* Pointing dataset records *
--------------------

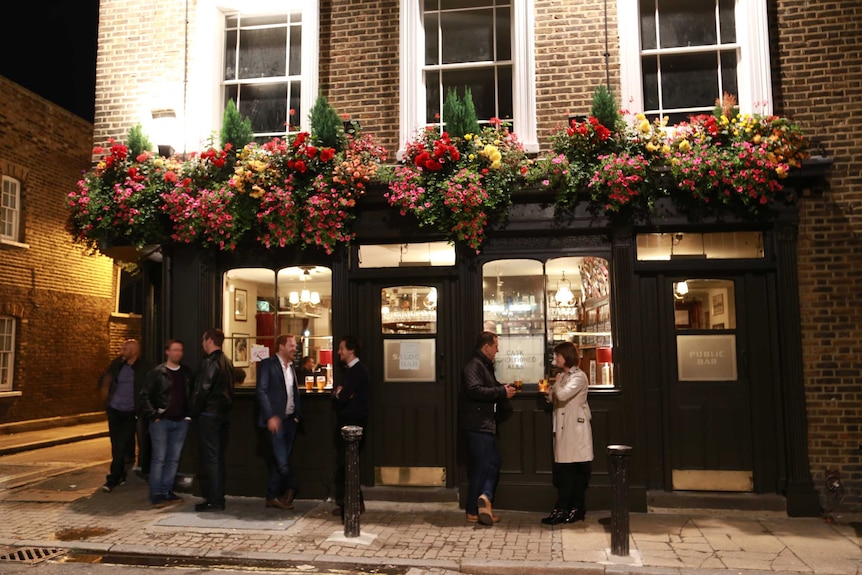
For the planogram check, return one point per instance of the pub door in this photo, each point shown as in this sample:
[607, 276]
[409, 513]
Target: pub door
[405, 339]
[717, 368]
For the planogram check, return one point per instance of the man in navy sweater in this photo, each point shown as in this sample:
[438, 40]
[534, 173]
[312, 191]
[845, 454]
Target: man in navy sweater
[351, 401]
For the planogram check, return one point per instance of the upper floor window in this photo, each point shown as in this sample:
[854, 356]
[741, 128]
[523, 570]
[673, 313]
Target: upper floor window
[483, 45]
[263, 70]
[679, 56]
[7, 352]
[10, 209]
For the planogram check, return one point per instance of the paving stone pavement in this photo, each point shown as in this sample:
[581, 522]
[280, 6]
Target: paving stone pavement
[424, 538]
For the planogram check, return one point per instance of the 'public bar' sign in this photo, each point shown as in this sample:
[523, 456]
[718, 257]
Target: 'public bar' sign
[706, 357]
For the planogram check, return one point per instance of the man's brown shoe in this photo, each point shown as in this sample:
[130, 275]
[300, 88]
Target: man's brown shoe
[287, 498]
[475, 518]
[278, 503]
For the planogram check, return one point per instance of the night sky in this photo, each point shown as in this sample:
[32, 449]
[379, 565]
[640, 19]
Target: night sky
[49, 47]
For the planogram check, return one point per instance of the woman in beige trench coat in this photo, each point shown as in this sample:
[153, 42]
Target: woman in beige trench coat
[573, 437]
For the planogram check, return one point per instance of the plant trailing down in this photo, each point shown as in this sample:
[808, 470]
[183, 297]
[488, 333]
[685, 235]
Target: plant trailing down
[457, 183]
[713, 164]
[285, 192]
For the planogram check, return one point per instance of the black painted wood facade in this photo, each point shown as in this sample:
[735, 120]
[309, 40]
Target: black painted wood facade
[187, 300]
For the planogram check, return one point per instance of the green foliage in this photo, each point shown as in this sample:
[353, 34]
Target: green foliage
[459, 114]
[138, 141]
[605, 108]
[236, 129]
[327, 129]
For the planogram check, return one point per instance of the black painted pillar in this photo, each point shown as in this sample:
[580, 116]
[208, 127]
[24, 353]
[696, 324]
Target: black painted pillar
[619, 466]
[351, 434]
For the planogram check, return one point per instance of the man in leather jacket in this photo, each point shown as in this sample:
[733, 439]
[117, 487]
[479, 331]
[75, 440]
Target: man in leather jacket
[480, 393]
[120, 386]
[165, 405]
[210, 406]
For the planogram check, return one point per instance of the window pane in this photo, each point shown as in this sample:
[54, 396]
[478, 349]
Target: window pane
[579, 311]
[504, 93]
[467, 36]
[650, 82]
[264, 105]
[263, 53]
[408, 309]
[504, 34]
[704, 304]
[304, 309]
[432, 43]
[295, 51]
[687, 23]
[727, 21]
[648, 40]
[513, 304]
[728, 73]
[689, 80]
[230, 55]
[481, 84]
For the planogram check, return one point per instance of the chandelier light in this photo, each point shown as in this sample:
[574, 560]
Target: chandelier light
[564, 296]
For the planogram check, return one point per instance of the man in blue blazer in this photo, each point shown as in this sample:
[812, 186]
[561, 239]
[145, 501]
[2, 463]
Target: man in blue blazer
[280, 413]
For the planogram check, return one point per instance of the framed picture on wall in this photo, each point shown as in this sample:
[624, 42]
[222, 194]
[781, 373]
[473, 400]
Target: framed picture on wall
[240, 305]
[240, 356]
[718, 305]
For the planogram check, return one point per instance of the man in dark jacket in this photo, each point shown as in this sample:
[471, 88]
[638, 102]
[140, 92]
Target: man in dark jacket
[210, 406]
[280, 413]
[480, 393]
[165, 405]
[351, 399]
[121, 386]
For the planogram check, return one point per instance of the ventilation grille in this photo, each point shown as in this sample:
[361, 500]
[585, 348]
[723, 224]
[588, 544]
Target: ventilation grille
[32, 555]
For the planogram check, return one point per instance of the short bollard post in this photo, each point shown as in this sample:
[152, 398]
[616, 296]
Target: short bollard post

--------------------

* Goal of the exercise *
Reproduce every entry word for word, but omit the pictures.

* Output for this exercise *
For the planogram check, return one point per instance of the pub door in this photo, each point shown as in this sample:
[607, 276]
[409, 513]
Target: pub door
[405, 339]
[717, 368]
For the planogram check, return one point per instance of the man in navy sweater in this photo, each point shown as in this sample:
[438, 40]
[534, 173]
[312, 191]
[845, 454]
Target: man in navy sweater
[351, 401]
For the planogram check, return one point per instance of the upper floor window in this photo, each point shown as in this sample:
[854, 356]
[741, 128]
[523, 570]
[673, 313]
Target: upper floor window
[483, 45]
[263, 70]
[679, 56]
[7, 352]
[10, 209]
For the planogram check, return one point per instance of the paving stone pavement in this photo, each point shown as in this sample:
[581, 522]
[280, 6]
Target: paving stone pavement
[424, 538]
For the planogram check, return one point per instance of the 'public bar' sign in this photo, each point shown as in this sample:
[523, 456]
[718, 257]
Target: 'public bar' sign
[706, 357]
For the planogram check, return one point per instance of the man's brown shoe in this photo, each point shown as in this sample:
[130, 275]
[300, 88]
Target: man's brown shoe
[287, 498]
[475, 518]
[278, 503]
For the planogram check, return one point per instance of the night sky in this photo, each point shown as in this sample:
[32, 449]
[379, 565]
[640, 19]
Target: night sky
[49, 47]
For the planogram check, return one point per instance of the woman in beige trench coat in this photo, each point shown as in this sample:
[153, 42]
Target: woman in beige trench coat
[573, 437]
For the planogram check, return one point per instance of the plant trailing down in this photo, each point shown as in this sample:
[808, 470]
[183, 297]
[488, 333]
[685, 235]
Target: plant trailing down
[457, 183]
[713, 164]
[285, 192]
For the planogram check, return one point per instance of the black painted wood facade in this photo, each point shown as in this sample:
[735, 120]
[309, 40]
Target: black painted wood facade
[187, 300]
For the planogram check, return one point per instance of the green foliage in this photo, each point shown as in this sample:
[353, 34]
Target: green foliage
[459, 114]
[138, 141]
[605, 108]
[236, 129]
[327, 129]
For the planogram check, return one point per instance of the black painted pillar in this photo, each point shown as in this sample:
[580, 116]
[208, 127]
[24, 353]
[696, 324]
Target: black painted pillar
[619, 466]
[351, 434]
For the planogram check, return one point per instance of the man in leather jacket in this photo, each point shown as in this sample:
[733, 439]
[117, 487]
[479, 331]
[75, 440]
Target: man in leather jacket
[480, 393]
[120, 386]
[165, 405]
[210, 406]
For the planogram check, return one point per instance of the window pane in this photo, each point shown as in this sample:
[54, 396]
[478, 349]
Target: window pane
[579, 311]
[504, 93]
[467, 36]
[650, 82]
[264, 105]
[263, 53]
[408, 309]
[504, 34]
[704, 304]
[304, 309]
[432, 43]
[295, 51]
[687, 23]
[727, 21]
[648, 40]
[513, 304]
[728, 73]
[689, 80]
[230, 55]
[481, 84]
For the planogram check, return one point per instance of the chandelier light in this photo, each point shown as in this sample:
[574, 560]
Target: chandelier light
[564, 296]
For the planogram check, return one point per instance of the man in blue blazer in this photo, each point shown as in this sample:
[812, 186]
[561, 239]
[145, 501]
[2, 463]
Target: man in blue blazer
[280, 413]
For the planogram check, return one point per instance of the framed picture on wall in this photo, each point shown as in this sample:
[624, 42]
[222, 194]
[781, 373]
[473, 400]
Target: framed picture on wall
[240, 305]
[240, 356]
[718, 305]
For the planogram check, return one point per instance of the man in dark jacket in this photo, each point shown as in this sample:
[471, 88]
[638, 102]
[140, 92]
Target: man in dark jacket
[210, 406]
[280, 413]
[480, 393]
[165, 405]
[351, 399]
[121, 386]
For the planogram check, return one point per instance of the ventilation grille in this photo, each point shown as in this sample:
[361, 500]
[585, 348]
[723, 224]
[588, 544]
Target: ventilation grille
[32, 555]
For the planogram check, return one point per instance of the short bollard post in this photo, each point shown as in this sample:
[152, 398]
[616, 296]
Target: short bollard post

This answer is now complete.